Supplied passage

--- START ---

Yes, Chris Hampton's screenplay (adapted from his own play The Talking Cure, based in turn on John Kerr's book A Most Dangerous Method) is dialogue-heavy, but also beautifully acted, and it's Cronenberg's finest film to look at in years - in itself, Peter Suschitzky's cinematography, bathing the drama in a conflict of clinical white, romantic pink, deep purple and the stylised orange of flesh, is engrossing enough to intrigue from the off, particularly in the striking tilt-focus two-shots between Fassbender's enthralled analyst and Spielrein's tormented patient. Add to this Howard Shore's reliably memorable score and you're onto a winner, right?
Well, like everything else, that depends. Somewhere suitably repressed in all this is a tainted love story that's barely or explicitly developed before its fallout is suddenly upon us, with Knightley crying after doing the sensible thing and parting ways with her lover and teacher before their whole damned scandal repeats itself. In this sense, there are vague echoes of Malick's 2005 masterpiece The New World, whose complex love triangle unfolded increasingly with its head, ruling against the romanticism of the imagery; here, the "third wheel" is Jung's wife Emma (Sarah Gadon), who is momentarily cast aside in favour of Spielrein's baser or more deeply electric pleasures, before she rallies with economic and social power to reclaim her husband like the prerogative he is.

--- END ---

Data

--- START ---

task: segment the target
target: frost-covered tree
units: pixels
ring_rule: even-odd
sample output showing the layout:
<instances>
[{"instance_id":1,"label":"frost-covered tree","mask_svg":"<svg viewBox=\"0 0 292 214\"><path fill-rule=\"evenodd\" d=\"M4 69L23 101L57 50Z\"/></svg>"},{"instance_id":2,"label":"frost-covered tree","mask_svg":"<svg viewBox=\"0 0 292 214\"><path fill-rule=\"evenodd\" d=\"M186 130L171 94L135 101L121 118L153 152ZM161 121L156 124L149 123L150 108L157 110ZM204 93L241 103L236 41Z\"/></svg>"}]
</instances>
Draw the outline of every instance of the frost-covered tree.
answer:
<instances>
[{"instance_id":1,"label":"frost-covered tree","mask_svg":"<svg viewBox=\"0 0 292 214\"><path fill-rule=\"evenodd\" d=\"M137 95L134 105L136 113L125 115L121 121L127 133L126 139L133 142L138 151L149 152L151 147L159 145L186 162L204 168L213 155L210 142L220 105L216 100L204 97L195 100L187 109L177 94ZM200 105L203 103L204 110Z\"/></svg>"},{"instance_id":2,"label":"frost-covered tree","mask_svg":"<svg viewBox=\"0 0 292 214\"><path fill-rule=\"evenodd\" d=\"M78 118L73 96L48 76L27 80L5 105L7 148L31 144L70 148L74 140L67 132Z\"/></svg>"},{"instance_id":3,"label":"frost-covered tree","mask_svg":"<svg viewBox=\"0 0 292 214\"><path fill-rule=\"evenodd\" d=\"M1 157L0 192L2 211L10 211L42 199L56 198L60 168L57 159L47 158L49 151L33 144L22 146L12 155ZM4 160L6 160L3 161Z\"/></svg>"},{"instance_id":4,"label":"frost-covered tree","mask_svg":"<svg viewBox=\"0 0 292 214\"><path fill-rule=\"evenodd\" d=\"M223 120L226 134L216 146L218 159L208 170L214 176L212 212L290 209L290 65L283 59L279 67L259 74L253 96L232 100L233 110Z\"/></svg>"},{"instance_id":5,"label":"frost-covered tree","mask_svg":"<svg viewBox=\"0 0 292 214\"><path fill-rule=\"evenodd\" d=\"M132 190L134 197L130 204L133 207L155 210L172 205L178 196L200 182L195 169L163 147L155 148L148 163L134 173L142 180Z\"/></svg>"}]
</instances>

--- END ---

What you will do
Answer these from the film review:
(a) From which play did Chris Hampton adapt the screenplay?
(b) Whose cinematography does the review praise?
(c) Which actor plays Jung's wife Emma?

Result
(a) The Talking Cure
(b) Peter Suschitzky's
(c) Sarah Gadon